Task prompt: Reproduce the listing below word for word, every line included.

Exercise materials:

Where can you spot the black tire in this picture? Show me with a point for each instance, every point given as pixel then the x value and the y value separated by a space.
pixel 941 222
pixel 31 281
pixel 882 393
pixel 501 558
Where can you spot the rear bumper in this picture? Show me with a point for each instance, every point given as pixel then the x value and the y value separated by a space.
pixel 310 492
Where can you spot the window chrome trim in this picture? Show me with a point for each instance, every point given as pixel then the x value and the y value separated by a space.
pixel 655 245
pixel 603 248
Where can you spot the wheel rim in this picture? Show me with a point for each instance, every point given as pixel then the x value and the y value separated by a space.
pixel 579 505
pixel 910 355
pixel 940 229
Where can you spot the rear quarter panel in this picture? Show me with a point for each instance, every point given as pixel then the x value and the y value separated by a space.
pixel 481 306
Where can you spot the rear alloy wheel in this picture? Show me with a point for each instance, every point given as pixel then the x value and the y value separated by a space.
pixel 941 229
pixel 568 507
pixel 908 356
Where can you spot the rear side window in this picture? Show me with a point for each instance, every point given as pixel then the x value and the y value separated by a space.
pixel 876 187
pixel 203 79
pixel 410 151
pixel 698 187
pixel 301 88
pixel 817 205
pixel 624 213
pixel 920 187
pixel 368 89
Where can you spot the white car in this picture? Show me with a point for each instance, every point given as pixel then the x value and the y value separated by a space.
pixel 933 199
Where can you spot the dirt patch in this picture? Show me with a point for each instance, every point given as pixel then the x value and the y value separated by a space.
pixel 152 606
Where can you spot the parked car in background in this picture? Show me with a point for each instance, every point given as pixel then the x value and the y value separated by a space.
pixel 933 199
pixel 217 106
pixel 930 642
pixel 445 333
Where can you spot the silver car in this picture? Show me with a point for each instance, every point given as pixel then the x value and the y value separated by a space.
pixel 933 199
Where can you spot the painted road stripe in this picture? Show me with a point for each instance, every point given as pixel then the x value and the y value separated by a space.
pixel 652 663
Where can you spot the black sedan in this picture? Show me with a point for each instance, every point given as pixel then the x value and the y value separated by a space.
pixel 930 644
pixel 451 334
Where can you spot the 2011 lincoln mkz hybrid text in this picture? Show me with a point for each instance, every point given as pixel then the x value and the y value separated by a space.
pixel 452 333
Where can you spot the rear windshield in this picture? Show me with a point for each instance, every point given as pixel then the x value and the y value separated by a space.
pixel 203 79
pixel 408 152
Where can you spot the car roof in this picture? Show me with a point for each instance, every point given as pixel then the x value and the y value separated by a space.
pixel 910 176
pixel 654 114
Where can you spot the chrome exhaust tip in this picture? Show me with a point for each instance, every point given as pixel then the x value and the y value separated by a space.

Answer for the task:
Where can you spot the black tire in this picture? Show me with a point for each instance, every point given as pixel then the x value and the y value separated by a space.
pixel 941 222
pixel 31 281
pixel 882 393
pixel 501 558
Where can you spot the rear bumper in this picture? Show me with a point for each instance, every point given as pixel then the x value and the y value separated by a space.
pixel 310 492
Where can you spot the window chrome trim in this picture? Show me with a point for each instance, every point given as pixel then the x value and the y value separated by a space.
pixel 655 245
pixel 603 248
Where can you spot the wheel rim in this picture? Show me with a point for each instance, every point given as pixel then the x value and the y value separated by a space.
pixel 579 505
pixel 910 355
pixel 940 229
Where can you spot the rear quarter panel in this picture? Show me with a point for each instance, every point given as pixel then the x value and the y value separated by a space.
pixel 481 306
Where can you spot the rear alloy wheel in this picture? Show me with a point for each instance, every point given as pixel then the x value and the y value separated by a space.
pixel 941 229
pixel 568 507
pixel 908 356
Where can you spot the rear side window in this picture? Show me with a point for each instance, every point given as pixel then the x value and the y value separated by a space.
pixel 876 187
pixel 203 79
pixel 410 151
pixel 698 187
pixel 301 88
pixel 817 205
pixel 624 213
pixel 920 187
pixel 368 89
Where can you spot the white car in this picture? Show me with a point for each instance, every point given as pixel then the x value and the y value separated by a space.
pixel 933 199
Where can you spot the dirt patch in this picture? Show me with a point for each instance, every point given as pixel then the x value and the y value separated by a space.
pixel 152 606
Where can you spot the parked car in background in this picture? Show me with a point for each instance, every point given as pixel then the x value and the y value separated by a space.
pixel 933 199
pixel 217 106
pixel 930 642
pixel 445 333
Where can you spot the silver car in this picture? Show me with a point for each instance, every point given as pixel then the x value and the y value separated by a space.
pixel 933 199
Where can you spot the painted road stripe in this picture? Show me with a point for each instance, every point given as pixel then the x value and the y value separated by a space.
pixel 652 663
Where can you spot the black sedan in this picture? Show me with a point for each instance, every point given as pixel then the x value and the y value separated by a space.
pixel 930 644
pixel 451 334
Where can you spot the 2011 lincoln mkz hybrid text in this picture? Show me with a point for each instance, every point given as pixel then the x value and the y value separated by a space.
pixel 452 333
Where can you spot the rear windshield in this picture? Show me with a point for each instance, every point given as pixel then the x value and the y value separated by a space.
pixel 203 79
pixel 408 152
Where can you spot the car roof in this picture? Show me with a point for each instance, every point given as pixel then the x value and the y value separated by a space.
pixel 910 176
pixel 654 114
Where can you spot the chrome exhaust tip in this picture? Show me with a point for each instance, every point given as pixel then the x value and the y value separated by a space.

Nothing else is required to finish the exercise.